> PROVIDED TEXT

►

Open data sharing within the pharmaceutical industry is crucial for opening the floodgates of innovation. Successful innovation depends on having a rich supply of high-quality data because, without the right kind and quantity of data, there wouldn’t be a foundation for the research required to innovate. The best way to achieve this critical mass of high-quality data is by improving data sharing practices.
Productivity in the pharmaceutical industry has been steadily declining over the past 20 years, mainly because of increasing costs coupled with a meagre output of new medicines. As explained by R. Mullin in “Cost to Develop New Pharmaceutical Drug Now Exceeds $2.5B,” it costs an estimated $2.6 billion and takes more than ten years to develop and test a drug candidate. To make matters even more complex, healthcare providers are starting to require better value on spending and clear evidence that new medicines are indeed more effective than the current standard.
It’s no wonder that the pharmaceutical industry is constantly looking for new efficiencies that will save time, money, research, and resources. This is where open data comes in. By implementing Big Data initiatives, the industry is creating a new frontier that might be able to effectively bring innovation back into the pharmaceutical drug development process and regain growth in the industry.
Naturally, though, there are hurdles to overcome. One hurdle is that companies prefer to guard their data rather than share it with the public. It’s understandable why companies would not want to give up this asset, considering the amount of time they’ve invested into the research, and as the saying goes, nobody wants to be the first on the dance floor. But if large pharmaceutical companies want to increase their productivity, they’re going to have to embrace open data.
Sharing patient data would theoretically increase the transparency of clinical trials, an appealing concept when imagining how drug development could become more efficient, saving the industry billions of dollars while also greatly increasing the number of breakthrough therapies for patients. Accepting the costs of full disclosure of otherwise private data is a difficult task for many large pharmaceutical companies, but the potential benefits of sharing data are significant, including the possibility of reaching unprecedented levels of cooperation among fiercely competitive companies.
Adopting open data sharing is especially beneficial when considering health reform in the U.S. There is increased pressure on insurance companies and the government to control costs, in part by only funding treatments that are targeted to patients most likely to benefit from them. Instead of large clinical trials, pharmaceutical companies must focus on smaller higher quality trials that produce real-world results, instead of just more revenue. The transparency of open data would give researchers a way to review mistakes made by other rival companies, such as overly toxic compounds or compounds that were not potent enough, enabling them to potentially design better trials and improve products.

◄

> PROBLEM DETAILS
Can you echo the passage on open pharmaceutical data, starting with "It’s no wonder" and going on through "in the industry.", word for word? The records have no connection to the text about pharmaceutical data sharing.

Natural-language object grounding data
►

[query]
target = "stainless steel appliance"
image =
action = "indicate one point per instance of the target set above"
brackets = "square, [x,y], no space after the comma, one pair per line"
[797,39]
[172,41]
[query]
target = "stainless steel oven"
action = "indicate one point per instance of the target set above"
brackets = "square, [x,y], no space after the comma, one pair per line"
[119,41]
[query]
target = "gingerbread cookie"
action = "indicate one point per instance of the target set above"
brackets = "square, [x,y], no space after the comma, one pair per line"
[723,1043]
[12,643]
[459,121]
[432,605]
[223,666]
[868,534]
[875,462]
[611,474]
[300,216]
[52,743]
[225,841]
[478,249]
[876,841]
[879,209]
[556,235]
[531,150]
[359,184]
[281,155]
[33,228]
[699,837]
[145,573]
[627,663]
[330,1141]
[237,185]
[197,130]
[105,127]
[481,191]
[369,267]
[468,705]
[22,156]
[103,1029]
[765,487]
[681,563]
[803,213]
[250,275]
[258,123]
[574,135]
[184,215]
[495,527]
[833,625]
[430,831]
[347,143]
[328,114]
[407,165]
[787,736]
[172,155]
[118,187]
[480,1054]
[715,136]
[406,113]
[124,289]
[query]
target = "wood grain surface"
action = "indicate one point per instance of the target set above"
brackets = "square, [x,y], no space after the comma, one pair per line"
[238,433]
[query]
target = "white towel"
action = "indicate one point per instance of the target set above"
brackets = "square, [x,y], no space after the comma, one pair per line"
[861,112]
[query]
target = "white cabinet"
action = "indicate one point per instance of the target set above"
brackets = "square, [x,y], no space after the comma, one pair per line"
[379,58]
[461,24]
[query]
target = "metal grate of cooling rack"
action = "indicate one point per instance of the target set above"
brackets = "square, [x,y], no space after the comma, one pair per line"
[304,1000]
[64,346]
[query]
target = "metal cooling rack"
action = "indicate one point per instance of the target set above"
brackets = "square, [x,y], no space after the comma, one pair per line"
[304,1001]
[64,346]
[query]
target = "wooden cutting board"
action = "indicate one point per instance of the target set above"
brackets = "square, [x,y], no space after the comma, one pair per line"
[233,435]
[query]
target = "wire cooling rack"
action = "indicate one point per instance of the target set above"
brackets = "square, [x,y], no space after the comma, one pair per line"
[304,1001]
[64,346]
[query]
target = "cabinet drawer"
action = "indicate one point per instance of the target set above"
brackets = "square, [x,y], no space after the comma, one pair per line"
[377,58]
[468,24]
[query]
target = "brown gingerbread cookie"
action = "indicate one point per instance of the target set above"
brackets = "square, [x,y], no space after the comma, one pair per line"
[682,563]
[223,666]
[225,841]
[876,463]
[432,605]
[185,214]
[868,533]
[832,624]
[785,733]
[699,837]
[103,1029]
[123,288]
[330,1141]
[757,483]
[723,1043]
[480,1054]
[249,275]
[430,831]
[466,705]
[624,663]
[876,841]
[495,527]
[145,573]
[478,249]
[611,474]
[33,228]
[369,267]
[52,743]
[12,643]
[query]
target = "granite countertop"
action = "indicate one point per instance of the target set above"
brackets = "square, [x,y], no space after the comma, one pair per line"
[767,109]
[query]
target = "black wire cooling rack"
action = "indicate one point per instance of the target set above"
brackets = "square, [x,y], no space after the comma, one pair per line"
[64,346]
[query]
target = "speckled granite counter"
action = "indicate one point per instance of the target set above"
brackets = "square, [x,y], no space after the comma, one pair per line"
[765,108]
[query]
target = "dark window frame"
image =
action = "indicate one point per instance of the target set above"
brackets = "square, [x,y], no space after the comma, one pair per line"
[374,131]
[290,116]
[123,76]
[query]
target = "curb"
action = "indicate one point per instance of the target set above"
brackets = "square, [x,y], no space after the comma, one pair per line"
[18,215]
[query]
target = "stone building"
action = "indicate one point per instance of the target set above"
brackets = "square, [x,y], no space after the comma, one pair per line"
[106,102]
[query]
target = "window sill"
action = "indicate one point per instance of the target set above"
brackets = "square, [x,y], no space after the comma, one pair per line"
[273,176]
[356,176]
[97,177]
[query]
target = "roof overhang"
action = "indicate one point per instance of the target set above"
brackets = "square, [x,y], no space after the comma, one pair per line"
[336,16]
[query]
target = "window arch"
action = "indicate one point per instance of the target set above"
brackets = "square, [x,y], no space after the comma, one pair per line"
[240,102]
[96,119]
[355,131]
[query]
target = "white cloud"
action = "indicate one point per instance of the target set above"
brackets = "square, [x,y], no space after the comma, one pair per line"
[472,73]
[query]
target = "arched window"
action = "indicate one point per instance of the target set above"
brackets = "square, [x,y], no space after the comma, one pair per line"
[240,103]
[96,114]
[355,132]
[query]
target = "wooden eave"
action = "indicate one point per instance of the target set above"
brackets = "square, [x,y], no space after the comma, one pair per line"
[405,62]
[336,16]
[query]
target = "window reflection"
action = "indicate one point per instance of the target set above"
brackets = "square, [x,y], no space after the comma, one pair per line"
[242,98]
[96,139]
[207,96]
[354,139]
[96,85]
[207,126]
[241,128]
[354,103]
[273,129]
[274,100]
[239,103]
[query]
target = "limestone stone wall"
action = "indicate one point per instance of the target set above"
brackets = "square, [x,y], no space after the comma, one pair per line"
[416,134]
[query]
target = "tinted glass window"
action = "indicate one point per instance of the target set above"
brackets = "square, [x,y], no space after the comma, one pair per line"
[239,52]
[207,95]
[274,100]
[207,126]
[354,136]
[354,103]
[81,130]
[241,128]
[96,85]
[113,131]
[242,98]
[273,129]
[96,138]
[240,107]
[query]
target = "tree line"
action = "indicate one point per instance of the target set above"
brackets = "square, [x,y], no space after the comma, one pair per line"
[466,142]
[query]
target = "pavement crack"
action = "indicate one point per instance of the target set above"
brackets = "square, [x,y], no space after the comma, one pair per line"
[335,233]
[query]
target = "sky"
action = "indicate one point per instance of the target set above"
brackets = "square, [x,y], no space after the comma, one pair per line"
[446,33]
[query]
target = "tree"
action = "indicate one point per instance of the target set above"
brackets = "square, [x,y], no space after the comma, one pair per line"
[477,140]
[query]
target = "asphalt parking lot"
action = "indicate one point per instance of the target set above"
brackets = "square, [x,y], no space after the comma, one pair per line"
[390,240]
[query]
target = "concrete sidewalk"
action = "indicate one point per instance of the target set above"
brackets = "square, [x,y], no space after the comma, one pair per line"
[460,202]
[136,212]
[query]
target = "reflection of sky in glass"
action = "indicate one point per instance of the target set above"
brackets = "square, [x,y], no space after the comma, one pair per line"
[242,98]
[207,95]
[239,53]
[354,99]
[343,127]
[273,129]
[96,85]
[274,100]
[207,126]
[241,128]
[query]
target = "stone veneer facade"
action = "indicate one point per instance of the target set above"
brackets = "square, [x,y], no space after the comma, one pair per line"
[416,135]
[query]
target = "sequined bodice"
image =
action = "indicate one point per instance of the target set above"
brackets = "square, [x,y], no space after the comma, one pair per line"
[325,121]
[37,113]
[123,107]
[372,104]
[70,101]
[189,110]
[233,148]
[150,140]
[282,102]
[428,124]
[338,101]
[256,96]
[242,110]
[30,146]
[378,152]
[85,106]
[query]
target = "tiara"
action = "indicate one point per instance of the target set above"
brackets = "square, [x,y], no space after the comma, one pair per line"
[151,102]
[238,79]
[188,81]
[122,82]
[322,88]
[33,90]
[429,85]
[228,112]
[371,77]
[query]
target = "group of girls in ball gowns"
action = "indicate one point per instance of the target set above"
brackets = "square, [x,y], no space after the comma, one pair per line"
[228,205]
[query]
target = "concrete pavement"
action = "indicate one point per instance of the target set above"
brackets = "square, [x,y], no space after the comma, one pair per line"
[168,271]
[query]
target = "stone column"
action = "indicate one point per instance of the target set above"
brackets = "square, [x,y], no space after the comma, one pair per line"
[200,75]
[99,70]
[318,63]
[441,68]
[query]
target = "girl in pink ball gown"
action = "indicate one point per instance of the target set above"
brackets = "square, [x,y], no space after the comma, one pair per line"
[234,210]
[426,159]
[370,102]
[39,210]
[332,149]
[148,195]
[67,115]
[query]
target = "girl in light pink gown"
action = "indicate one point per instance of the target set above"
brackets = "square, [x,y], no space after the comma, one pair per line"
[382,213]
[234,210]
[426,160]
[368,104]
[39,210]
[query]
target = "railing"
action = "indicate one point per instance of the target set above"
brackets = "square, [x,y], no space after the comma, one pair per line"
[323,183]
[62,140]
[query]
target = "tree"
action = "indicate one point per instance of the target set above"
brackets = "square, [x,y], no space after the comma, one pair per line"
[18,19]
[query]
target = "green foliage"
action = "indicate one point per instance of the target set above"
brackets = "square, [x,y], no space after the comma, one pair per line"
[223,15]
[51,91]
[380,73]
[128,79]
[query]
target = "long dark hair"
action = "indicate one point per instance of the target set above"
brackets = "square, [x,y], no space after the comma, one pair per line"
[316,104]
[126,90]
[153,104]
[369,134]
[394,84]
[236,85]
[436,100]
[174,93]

◄

> FINISHED TASK
It’s no wonder that the pharmaceutical industry is constantly looking for new efficiencies that will save time, money, research, and resources. This is where open data comes in. By implementing Big Data initiatives, the industry is creating a new frontier that might be able to effectively bring innovation back into the pharmaceutical drug development process and regain growth in the industry.